Go through the records and give each one again exactly.
----- Data to process -----
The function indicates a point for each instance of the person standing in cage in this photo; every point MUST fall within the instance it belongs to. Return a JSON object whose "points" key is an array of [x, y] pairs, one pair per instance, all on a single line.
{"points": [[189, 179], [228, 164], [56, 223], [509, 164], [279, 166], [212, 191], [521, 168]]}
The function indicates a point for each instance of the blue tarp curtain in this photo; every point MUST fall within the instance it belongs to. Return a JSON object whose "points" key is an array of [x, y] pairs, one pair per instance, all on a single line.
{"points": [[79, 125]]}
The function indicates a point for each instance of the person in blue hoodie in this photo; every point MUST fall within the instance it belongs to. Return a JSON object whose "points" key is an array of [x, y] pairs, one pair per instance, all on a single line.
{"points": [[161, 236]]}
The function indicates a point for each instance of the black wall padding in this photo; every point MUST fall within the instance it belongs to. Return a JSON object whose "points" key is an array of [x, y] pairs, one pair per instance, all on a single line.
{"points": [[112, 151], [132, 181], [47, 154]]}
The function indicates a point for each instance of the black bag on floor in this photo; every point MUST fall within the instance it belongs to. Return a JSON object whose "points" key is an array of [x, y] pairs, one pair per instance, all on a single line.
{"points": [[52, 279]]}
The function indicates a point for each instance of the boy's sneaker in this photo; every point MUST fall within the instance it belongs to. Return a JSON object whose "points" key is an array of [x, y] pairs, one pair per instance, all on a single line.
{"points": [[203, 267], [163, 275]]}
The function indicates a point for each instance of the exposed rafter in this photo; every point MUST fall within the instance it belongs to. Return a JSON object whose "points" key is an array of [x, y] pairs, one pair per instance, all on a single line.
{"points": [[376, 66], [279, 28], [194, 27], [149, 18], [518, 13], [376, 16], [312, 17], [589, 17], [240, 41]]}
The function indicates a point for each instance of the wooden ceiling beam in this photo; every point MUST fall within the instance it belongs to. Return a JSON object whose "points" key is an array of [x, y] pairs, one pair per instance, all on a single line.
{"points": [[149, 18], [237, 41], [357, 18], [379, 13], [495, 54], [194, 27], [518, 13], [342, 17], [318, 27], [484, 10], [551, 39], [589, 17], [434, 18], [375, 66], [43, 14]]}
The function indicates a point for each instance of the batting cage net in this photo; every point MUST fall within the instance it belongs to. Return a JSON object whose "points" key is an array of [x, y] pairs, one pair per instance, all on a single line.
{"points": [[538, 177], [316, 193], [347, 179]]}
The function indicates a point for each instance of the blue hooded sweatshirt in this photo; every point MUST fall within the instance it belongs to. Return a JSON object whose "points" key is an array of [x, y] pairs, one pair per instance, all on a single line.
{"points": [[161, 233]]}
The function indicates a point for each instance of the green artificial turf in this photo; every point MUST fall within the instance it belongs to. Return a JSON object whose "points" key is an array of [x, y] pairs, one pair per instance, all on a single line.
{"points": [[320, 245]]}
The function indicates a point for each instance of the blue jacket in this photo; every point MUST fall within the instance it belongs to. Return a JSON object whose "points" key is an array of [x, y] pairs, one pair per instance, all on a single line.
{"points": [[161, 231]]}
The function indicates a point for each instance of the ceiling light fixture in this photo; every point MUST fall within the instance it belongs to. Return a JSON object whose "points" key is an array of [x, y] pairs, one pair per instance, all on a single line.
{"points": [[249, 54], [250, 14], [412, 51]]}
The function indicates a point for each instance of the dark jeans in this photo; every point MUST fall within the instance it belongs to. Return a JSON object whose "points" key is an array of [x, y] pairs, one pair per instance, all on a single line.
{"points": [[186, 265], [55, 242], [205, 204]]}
-----
### Answer to this problem
The function indicates a point for each instance of the person standing in cage in this photo; every point MUST fall within the instance it belongs to. Return a JSON object whose "points" key is an array of [x, y] pairs, one pair per instance, all on a single line.
{"points": [[189, 179], [228, 164], [56, 223], [509, 164], [279, 166], [212, 191], [521, 168]]}
The function indicates a point for each instance of the blue tarp curtain in this photo; every point MUST fall within the instance it belongs to. Return a JSON object whose "points" key is an array of [x, y] pairs, one pair per instance, all on a single line.
{"points": [[79, 125]]}
The function indicates a point for each instance of the person in blue hoodie in this photo; every point MUST fall within the instance it belongs to. Return a JSON object whose "points" key is an array of [x, y] pairs, one pair per instance, all on a single line.
{"points": [[161, 236]]}
The function indicates a point for each instance of the black wall padding in this photo; every point MUST fall within the instance it belongs to. Return a JSON object whose "points" key is an array of [x, y] pairs, one pair per instance, all on a single line.
{"points": [[112, 151], [132, 181], [47, 154]]}
The function indicates a point for each instance of the black bag on floor in this photo; every point MUST fall within the instance it belongs to. Return a JSON object whose "points" key is an array of [x, y] pairs, one pair per instance, all on a single line.
{"points": [[52, 279]]}
The function indicates a point for each instance of the boy's sneaker in this photo; every point MUST fall within the instance it belongs to. Return a JSON object whose "points" key is an array of [x, y] pairs, one pair per instance, all on a single line.
{"points": [[203, 267], [163, 275]]}
The function indicates a point for each instance of the exposed rafter in this photo; every point MUST fall within the instance it belongs to. Return a JSON object whose "points" key is an array of [x, y] pairs, one pair per instance, all on a single line.
{"points": [[376, 66], [279, 28], [194, 27], [149, 18], [518, 13], [376, 16], [312, 17], [589, 17], [240, 41]]}
The function indicates a point for each instance of the wooden ceiling beam in this photo; every point MUST fall within the instance it belongs to. Return a JSON object whose "points" key is an array of [x, y] pairs, one pair per instance, all on a single line.
{"points": [[149, 18], [237, 41], [357, 18], [379, 13], [495, 54], [194, 27], [518, 13], [342, 17], [318, 27], [484, 10], [551, 39], [589, 17], [434, 18], [375, 66], [43, 14]]}
The function indicates a point for each instance of the batting cage net in this photo; every point MUST fall within the instance it belongs to. Return a JSON object whose "points" key is an array of [x, y] pairs, one pair per instance, all on a single line.
{"points": [[538, 177], [316, 193], [347, 179]]}
The function indicates a point for each instance of the blue hooded sweatshirt in this photo; every point MUST fall within the instance it belongs to. Return a JSON object whose "points" key is an array of [x, y] pairs, one pair per instance, all on a single line.
{"points": [[161, 233]]}
The function indicates a point for each instance of the green artificial turf in this photo; every point MUST fall within the instance it belongs to. Return a JSON object whose "points" key is an array of [x, y] pairs, one pair per instance, all on a single line.
{"points": [[320, 245]]}
The function indicates a point for each instance of the blue jacket in this photo; every point MUST fall within the instance it belongs to. Return a JSON object whose "points" key is an array of [x, y] pairs, one pair per instance, all on a single line.
{"points": [[161, 231]]}
The function indicates a point for each instance of the ceiling light fixture in this photo; every point MUST fall within the instance it belongs to. Return a JSON object whose "points" key is an array of [x, y] pairs, one pair per instance, all on a single line.
{"points": [[249, 54], [250, 14], [412, 51]]}
The function indicates a point for each instance of the dark jeans in this photo; every point MUST fall within the instance it belongs to. Return a JSON object whose "points" key is an array of [x, y] pairs, one pair per instance, all on a single line.
{"points": [[186, 265], [55, 242], [205, 204]]}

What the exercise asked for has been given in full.